# TEXT TO READ
All three of these forms of AI are designed to stand in for human intelligence, but their ability to represent something even approaching actual human intelligence is greater as you progress through the three in the order above.
How can IoT and AI support each other?
In IoT, real-world events are signaled and processed to create an appropriate response. In a simple sense, then, any IoT application that uses software to generate a response to a trigger event is at least a basic form of AI, and AI is then essential to IoT. The question for IoT users and developers isn’t whether to use AI, but how far AI can be taken. That depends on the complexity and variability of the real-world system IoT supports.
Simple rule-based AI would say “If trigger-switch is pressed, turn on light A,” and a more sophisticated evolution might say “If trigger-switch is pressed, and it’s dark, turn on light A.” This represents not just event (trigger-switch) recognition, but also state (it’s dark) recognition. Programmers use state/event tables to describe how a series of events are interpreted in multiple states, but this only works if there are a limited number of states that can be easily recognized.
Referencing the example of a truck arriving at a warehouse with goods to store, simple AI could provide a means for the driver to enter a code to pass through a security gate. This would eliminate the cost of hiring a worker attend the gate. It’s also possible to read a barcode or RFID tag on the vehicle itself and allow entry without the entry of a code. This would allow the truck to keep moving as its right to enter was validated, further speeding the process.
If more conditions must be analyzed to determine a response to an IoT event, the process falls outside the capabilities of the simple AI application. If the it’s dark state was substituted with one called, I need more light, and the IoT system was to respond not to a specific trigger switch but to the task a person was trying to perform, simple AI wouldn’t be enough.
In that situation, the ML form of AI might monitor the arrival of a truckload of goods at the warehouse. Over time, it could learn when the drivers and workers needed more light and activate the switch without the person needing to act. Alternatively, an expert might perform expected tasks and “teach” the software when more light would be appropriate. AI/ML software would then eliminate the need for a programmer to build each IoT application.
In the inference form of AI, the IoT application attempts to gather as much information as possible, mimicking what a person senses. It then applies inference rules, such as people can’t work where light levels are below x, and from the conditions sensed and the application of those rules, decides to turn on a light.
Inference-based AI requires more complicated software to gather conditions and define inference rules, but it can respond to a wider range of conditions without being programmed. The same level of inference processing could determine whether additional workers should be assigned to unloading, because the goods are critically needed, the work is getting behind schedule or simply because workers are available. All this could improve the movement of goods and the overall efficiency of truckers and warehouse personnel.
IoT is about using computer tools to automate real-world processes, and like all automation tasks, it’s expected to reduce the need for direct human participation. Although IoT is aimed at reducing human work, it doesn’t eliminate the need for human judgments and decisions. That’s where AI can step in and improve the IoT system significantly.

# DATA LISTING
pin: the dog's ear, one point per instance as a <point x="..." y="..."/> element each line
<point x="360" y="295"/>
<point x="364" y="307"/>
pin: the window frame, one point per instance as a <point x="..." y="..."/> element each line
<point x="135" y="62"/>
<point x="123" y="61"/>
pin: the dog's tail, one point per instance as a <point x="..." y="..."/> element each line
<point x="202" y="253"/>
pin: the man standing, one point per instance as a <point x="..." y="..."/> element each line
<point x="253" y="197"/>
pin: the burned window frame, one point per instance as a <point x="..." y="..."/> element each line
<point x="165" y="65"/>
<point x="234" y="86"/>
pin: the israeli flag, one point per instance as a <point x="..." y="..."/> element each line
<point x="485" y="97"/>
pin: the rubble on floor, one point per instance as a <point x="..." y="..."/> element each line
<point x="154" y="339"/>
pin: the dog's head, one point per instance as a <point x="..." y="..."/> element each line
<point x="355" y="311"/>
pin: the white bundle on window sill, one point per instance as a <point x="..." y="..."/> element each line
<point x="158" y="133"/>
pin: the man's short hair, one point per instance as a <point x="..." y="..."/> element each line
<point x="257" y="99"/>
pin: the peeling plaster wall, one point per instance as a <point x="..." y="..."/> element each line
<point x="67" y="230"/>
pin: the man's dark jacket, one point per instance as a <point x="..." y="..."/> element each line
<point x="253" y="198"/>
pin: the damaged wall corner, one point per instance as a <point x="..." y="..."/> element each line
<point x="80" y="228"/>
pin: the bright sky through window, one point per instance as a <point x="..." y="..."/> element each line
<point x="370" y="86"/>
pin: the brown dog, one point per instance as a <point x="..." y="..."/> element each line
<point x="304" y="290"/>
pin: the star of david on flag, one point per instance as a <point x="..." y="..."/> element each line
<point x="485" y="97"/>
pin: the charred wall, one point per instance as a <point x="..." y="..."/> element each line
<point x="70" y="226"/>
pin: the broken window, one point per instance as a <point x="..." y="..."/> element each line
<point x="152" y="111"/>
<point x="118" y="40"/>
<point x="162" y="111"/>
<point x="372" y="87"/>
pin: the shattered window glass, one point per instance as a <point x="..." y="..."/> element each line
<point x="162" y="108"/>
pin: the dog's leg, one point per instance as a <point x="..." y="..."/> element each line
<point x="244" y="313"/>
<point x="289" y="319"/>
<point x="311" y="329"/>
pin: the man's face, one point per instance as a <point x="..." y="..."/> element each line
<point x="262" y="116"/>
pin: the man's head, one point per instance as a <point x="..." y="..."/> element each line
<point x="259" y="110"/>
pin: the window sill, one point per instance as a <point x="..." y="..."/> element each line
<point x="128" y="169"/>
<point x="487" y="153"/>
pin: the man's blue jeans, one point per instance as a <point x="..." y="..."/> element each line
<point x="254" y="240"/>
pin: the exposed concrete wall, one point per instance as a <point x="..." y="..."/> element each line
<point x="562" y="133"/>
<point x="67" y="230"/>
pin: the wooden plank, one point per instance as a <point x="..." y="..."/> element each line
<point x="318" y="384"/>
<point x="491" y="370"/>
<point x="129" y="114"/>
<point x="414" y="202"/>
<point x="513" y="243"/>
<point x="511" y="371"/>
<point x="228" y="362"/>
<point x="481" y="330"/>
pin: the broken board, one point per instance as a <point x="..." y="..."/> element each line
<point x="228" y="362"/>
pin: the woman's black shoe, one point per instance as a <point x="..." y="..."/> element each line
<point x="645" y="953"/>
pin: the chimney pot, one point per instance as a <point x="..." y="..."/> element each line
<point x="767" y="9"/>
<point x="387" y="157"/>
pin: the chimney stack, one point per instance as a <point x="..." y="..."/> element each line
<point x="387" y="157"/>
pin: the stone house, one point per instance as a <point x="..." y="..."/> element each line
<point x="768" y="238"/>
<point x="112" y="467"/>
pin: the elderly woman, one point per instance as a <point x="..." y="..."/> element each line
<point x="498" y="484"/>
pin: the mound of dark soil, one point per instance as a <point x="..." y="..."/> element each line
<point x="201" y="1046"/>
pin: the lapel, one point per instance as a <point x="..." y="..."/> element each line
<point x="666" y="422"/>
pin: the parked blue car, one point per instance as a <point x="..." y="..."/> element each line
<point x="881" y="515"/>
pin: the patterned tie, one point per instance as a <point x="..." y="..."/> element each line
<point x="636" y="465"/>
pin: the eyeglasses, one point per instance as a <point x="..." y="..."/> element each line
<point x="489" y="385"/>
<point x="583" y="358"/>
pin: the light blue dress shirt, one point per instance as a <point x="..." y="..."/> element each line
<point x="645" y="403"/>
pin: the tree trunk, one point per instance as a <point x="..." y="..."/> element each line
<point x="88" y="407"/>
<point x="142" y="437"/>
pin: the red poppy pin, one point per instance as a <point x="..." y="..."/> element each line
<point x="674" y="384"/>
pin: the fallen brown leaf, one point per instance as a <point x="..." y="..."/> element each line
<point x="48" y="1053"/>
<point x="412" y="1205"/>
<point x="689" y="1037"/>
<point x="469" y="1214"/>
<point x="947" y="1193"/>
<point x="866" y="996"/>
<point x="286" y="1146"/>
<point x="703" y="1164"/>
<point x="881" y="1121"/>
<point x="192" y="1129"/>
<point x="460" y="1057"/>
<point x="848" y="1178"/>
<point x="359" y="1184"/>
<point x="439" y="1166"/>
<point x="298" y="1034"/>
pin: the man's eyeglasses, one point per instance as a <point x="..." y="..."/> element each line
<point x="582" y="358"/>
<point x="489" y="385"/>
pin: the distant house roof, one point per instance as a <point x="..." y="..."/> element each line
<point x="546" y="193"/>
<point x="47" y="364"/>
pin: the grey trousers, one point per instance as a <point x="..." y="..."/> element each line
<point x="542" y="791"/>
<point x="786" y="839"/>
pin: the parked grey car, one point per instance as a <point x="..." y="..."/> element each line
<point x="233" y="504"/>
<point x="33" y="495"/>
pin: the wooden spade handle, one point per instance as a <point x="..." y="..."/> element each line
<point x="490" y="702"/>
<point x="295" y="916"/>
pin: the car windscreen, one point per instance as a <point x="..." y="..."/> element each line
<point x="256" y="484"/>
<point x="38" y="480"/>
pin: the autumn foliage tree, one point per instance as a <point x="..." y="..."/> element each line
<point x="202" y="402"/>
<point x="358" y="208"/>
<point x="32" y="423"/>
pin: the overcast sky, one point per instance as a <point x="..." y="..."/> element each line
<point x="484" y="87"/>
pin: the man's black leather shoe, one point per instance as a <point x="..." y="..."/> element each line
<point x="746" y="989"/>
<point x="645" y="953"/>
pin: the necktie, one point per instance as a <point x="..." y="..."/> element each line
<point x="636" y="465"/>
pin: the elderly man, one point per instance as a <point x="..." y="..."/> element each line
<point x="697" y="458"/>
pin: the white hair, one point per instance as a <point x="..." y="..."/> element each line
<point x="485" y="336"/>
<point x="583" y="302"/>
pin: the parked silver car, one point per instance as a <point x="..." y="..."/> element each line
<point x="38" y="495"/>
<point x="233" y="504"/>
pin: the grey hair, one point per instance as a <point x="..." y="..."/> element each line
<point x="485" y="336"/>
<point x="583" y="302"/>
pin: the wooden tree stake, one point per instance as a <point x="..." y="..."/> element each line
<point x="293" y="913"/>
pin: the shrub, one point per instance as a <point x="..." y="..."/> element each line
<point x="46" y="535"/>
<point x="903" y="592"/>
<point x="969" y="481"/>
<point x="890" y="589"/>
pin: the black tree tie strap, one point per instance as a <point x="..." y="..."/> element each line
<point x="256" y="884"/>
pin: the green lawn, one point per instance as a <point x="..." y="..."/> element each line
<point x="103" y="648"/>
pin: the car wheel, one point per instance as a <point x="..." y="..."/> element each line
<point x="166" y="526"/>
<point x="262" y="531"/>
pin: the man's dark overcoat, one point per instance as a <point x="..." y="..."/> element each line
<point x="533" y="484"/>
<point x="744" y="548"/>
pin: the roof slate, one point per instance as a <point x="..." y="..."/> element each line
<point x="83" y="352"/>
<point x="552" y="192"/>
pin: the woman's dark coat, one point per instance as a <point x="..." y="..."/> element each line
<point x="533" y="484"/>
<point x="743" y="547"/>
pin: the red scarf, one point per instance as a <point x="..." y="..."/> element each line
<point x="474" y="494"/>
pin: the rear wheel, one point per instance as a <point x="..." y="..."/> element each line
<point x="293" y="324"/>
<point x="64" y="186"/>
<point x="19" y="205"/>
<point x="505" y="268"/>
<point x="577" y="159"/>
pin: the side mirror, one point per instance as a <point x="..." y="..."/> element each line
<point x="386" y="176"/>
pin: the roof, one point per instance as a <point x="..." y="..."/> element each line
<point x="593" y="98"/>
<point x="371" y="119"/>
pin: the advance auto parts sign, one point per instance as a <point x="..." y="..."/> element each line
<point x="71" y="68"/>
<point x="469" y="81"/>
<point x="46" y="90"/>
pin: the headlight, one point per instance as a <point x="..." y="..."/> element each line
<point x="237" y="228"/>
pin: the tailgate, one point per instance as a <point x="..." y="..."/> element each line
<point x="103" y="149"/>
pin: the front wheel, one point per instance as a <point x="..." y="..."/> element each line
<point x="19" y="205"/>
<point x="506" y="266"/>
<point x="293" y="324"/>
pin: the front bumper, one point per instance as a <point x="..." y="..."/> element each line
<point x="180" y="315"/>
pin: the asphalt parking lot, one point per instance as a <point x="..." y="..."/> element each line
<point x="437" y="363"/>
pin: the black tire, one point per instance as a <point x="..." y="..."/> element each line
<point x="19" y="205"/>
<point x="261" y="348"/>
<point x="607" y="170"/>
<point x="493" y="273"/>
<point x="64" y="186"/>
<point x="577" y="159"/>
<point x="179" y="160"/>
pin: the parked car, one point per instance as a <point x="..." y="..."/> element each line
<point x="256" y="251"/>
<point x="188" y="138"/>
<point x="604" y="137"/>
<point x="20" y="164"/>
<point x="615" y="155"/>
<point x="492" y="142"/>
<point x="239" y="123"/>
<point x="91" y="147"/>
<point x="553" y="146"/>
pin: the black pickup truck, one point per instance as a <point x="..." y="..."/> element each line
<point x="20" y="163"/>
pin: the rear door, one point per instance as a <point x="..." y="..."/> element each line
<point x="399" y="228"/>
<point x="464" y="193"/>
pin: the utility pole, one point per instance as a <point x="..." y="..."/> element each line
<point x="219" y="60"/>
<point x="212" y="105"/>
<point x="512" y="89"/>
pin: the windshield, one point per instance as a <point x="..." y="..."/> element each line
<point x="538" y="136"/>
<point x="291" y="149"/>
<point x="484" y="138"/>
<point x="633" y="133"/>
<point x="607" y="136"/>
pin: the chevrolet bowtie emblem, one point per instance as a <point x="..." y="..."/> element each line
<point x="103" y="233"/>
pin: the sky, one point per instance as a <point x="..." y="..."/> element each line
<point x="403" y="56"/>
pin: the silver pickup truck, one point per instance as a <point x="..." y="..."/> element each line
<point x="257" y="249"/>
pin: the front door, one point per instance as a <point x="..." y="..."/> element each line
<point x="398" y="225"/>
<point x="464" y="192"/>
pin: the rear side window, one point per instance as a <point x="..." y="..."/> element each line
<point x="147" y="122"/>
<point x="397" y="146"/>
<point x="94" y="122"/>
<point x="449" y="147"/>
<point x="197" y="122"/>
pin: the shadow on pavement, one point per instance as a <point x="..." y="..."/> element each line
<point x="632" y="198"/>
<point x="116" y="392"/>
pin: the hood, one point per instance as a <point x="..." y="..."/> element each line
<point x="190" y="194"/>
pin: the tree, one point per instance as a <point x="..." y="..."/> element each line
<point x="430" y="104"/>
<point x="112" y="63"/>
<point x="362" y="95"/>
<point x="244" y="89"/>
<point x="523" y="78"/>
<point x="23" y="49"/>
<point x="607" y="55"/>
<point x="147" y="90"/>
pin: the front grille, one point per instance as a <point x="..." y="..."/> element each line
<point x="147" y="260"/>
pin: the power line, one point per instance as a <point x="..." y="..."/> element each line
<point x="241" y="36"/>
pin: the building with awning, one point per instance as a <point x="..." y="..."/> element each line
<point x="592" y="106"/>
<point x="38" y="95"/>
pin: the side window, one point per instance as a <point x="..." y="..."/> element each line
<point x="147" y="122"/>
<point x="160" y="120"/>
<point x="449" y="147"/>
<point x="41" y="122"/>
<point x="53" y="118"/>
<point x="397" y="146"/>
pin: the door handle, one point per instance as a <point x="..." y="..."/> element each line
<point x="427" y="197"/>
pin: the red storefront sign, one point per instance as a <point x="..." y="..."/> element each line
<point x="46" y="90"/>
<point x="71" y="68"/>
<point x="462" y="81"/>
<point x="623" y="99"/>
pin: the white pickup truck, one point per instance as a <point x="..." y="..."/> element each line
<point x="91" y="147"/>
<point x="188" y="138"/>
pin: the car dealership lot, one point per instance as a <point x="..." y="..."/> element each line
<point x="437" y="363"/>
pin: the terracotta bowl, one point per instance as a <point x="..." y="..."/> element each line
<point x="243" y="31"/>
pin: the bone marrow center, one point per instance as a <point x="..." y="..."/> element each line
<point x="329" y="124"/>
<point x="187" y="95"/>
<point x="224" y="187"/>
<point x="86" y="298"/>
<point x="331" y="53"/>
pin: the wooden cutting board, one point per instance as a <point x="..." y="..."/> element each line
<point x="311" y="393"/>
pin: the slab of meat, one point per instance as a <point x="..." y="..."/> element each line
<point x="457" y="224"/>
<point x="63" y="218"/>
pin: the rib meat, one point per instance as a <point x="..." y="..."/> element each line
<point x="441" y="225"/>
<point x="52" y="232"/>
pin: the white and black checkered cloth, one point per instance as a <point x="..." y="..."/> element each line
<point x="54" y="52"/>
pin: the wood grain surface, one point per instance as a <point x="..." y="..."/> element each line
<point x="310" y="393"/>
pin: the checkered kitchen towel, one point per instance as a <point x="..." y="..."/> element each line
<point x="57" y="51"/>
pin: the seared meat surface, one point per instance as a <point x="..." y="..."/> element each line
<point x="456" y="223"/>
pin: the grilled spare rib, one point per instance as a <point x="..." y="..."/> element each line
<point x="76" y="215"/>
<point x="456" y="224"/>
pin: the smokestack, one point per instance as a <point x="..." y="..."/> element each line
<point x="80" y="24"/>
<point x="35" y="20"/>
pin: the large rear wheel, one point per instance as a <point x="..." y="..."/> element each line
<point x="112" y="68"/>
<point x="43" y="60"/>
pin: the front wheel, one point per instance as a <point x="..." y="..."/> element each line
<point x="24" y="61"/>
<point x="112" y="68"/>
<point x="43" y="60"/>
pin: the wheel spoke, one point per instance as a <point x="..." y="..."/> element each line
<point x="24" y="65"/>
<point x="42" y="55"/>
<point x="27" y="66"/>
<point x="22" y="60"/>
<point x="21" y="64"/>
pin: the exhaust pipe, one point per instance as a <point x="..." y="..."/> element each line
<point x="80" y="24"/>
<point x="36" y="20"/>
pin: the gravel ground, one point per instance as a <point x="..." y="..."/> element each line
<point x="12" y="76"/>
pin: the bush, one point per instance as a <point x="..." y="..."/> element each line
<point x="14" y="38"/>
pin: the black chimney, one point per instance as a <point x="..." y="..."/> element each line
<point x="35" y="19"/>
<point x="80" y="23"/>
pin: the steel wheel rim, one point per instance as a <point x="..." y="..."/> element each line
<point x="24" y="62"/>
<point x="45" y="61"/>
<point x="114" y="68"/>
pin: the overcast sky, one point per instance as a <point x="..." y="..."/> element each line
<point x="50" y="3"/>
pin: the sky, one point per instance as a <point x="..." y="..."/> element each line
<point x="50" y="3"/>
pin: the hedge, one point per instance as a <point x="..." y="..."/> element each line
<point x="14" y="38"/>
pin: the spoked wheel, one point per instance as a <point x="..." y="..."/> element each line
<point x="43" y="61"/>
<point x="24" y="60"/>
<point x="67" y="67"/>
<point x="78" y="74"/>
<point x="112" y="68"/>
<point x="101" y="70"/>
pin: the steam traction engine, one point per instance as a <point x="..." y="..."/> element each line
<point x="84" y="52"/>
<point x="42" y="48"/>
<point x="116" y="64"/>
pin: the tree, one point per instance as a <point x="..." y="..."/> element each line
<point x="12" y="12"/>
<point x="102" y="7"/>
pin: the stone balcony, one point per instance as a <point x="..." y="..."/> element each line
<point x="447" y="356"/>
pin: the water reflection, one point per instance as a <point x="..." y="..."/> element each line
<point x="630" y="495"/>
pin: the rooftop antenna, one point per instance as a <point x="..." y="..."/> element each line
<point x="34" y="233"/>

# STATED GOAL
Render this sentence from the passage on IoT and AI in Spanish: "Although IoT is aimed at reducing human work, it doesn't eliminate the need for human judgments and decisions." Nothing in the items is needed here.

# SOLUTION
Aunque el IoT tiene como objetivo reducir el trabajo humano, no elimina la necesidad de juicios y decisiones humanas.